[Given instruction] Could you copy, character for character, the rows that open with the line containing "Query: gray stone pavement" and close with the line containing "448L442 437L402 474L328", including both of those lines?

============

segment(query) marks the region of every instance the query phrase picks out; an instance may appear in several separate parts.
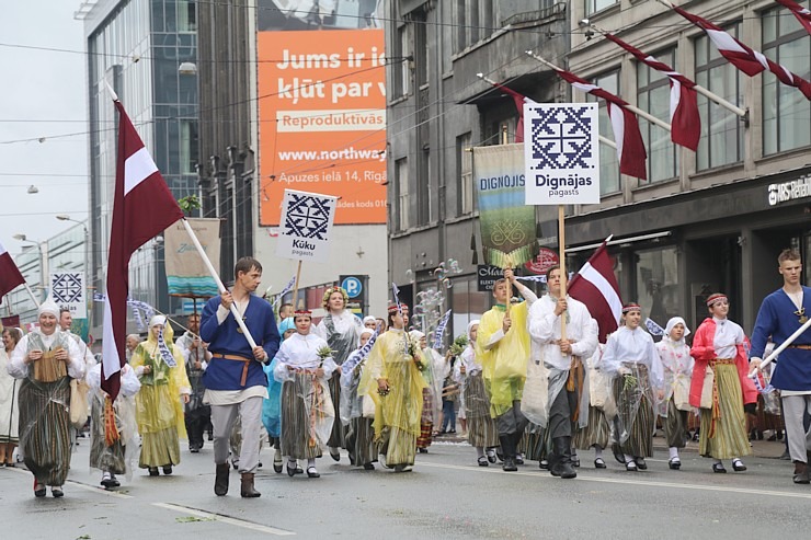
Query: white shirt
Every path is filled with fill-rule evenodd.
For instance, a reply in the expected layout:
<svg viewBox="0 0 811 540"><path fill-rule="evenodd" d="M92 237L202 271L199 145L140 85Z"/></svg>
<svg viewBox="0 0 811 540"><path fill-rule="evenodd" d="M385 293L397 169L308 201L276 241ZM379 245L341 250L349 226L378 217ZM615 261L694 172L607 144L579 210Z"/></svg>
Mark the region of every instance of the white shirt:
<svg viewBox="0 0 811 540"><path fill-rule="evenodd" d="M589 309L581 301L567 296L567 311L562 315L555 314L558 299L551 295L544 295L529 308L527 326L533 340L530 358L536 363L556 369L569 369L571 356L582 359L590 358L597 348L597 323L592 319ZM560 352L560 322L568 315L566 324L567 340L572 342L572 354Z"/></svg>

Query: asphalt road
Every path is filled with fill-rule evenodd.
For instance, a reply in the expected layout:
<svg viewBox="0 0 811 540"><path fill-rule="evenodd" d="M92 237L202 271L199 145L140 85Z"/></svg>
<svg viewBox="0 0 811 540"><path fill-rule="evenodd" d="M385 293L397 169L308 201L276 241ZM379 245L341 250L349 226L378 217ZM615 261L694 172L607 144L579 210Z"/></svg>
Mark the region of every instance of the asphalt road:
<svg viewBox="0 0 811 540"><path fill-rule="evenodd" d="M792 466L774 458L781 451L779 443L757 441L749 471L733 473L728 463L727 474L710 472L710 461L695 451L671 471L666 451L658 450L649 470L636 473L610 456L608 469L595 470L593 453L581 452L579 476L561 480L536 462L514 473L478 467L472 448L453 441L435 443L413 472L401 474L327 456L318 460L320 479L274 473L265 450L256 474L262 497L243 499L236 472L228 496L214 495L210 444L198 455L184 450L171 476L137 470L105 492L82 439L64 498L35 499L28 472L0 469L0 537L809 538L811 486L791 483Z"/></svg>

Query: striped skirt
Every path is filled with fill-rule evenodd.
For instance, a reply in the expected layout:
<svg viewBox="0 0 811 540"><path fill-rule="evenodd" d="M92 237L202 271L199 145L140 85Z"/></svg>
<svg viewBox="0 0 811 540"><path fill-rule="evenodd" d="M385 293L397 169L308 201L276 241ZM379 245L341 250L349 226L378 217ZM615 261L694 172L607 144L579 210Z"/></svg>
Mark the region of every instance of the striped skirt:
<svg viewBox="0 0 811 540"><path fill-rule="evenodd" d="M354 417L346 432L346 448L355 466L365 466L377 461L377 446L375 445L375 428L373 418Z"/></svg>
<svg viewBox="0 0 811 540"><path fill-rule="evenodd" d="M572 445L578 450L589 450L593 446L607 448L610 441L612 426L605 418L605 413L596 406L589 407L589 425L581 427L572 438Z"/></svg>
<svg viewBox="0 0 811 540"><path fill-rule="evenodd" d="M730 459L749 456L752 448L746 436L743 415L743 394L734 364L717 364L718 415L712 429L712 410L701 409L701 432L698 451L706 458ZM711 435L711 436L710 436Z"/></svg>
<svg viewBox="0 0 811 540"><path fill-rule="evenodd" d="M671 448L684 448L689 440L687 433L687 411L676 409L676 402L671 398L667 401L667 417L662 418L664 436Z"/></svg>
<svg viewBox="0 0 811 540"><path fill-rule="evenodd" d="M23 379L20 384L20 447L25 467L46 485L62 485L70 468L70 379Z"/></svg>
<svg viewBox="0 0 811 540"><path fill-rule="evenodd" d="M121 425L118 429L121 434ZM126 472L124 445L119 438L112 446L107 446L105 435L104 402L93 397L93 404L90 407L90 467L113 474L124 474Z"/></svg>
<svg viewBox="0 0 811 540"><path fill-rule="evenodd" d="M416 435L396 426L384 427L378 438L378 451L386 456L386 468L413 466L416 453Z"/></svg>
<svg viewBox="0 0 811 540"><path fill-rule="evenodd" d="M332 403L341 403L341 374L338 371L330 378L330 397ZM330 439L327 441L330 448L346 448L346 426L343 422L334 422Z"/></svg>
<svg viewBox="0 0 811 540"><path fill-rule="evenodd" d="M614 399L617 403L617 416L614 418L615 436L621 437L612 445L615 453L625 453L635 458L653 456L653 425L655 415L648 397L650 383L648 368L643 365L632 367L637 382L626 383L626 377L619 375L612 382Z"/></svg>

============

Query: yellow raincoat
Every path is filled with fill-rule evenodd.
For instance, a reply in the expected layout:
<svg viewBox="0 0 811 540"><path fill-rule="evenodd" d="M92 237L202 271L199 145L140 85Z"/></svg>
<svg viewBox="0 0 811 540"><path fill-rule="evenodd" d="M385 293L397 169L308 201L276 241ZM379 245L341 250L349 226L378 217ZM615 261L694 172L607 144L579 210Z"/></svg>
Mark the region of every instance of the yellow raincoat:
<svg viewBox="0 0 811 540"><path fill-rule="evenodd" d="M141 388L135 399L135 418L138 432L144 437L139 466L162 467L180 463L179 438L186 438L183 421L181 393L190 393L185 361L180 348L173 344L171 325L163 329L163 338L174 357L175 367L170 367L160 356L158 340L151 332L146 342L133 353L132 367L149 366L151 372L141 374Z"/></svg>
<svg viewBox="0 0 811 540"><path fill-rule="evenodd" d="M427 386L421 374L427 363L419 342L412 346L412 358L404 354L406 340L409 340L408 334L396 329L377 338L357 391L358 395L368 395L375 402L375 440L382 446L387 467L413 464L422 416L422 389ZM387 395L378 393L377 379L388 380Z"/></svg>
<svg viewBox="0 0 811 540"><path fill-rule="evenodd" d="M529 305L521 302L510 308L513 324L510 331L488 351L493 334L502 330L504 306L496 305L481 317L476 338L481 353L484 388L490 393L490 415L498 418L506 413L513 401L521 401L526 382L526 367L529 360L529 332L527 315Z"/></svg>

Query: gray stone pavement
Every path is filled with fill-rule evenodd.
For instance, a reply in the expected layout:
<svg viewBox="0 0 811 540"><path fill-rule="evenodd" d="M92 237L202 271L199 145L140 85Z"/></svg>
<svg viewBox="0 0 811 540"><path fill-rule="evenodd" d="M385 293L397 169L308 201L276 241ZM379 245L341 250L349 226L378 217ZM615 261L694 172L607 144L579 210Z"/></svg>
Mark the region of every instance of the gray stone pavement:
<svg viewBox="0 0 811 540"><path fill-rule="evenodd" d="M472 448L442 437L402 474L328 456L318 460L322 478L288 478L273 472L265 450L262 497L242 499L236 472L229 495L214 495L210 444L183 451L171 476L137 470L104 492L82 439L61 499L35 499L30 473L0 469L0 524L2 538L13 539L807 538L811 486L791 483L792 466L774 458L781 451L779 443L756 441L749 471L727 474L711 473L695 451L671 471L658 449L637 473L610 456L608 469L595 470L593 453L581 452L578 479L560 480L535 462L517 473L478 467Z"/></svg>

============

[Correct output]
Query: gray stone pavement
Every path is filled with fill-rule evenodd.
For instance, a reply in the expected layout:
<svg viewBox="0 0 811 540"><path fill-rule="evenodd" d="M92 237L202 271L199 145L140 85Z"/></svg>
<svg viewBox="0 0 811 540"><path fill-rule="evenodd" d="M385 293L397 169L308 201L276 241ZM379 245L341 250L349 226L378 217ZM615 261L694 172L607 144L579 210Z"/></svg>
Mark the region of every instance of the gray stone pavement:
<svg viewBox="0 0 811 540"><path fill-rule="evenodd" d="M472 448L442 437L402 474L328 456L318 460L322 478L288 478L273 472L265 450L262 497L242 499L236 472L229 495L214 495L210 444L183 451L171 476L137 470L104 492L82 439L61 499L35 499L30 473L0 469L0 524L2 538L13 539L807 538L811 486L791 483L792 466L774 458L781 451L779 443L756 441L749 471L727 474L711 473L695 451L671 471L658 449L637 473L610 456L608 469L595 470L593 453L581 452L578 479L560 480L535 462L517 473L478 467Z"/></svg>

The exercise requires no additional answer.